[Pointing and labeling entries]
— begin —

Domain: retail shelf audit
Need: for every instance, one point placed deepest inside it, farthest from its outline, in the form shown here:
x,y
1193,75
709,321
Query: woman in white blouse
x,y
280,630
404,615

— end —

▶ Problem to work on: Reproduce every line of the data above, requests included, but scale each coordinate in the answers by 1.8 and round it to a whole number, with halves going up. Leave the coordinates in the requests and format samples unchanged.

▶ Exercise output:
Domain: retail shelf audit
Need: for every instance, one point placed deepest inside it, farthest from its outline, in the form shown here:
x,y
1193,75
709,321
Query: woman in white blouse
x,y
504,1134
727,1107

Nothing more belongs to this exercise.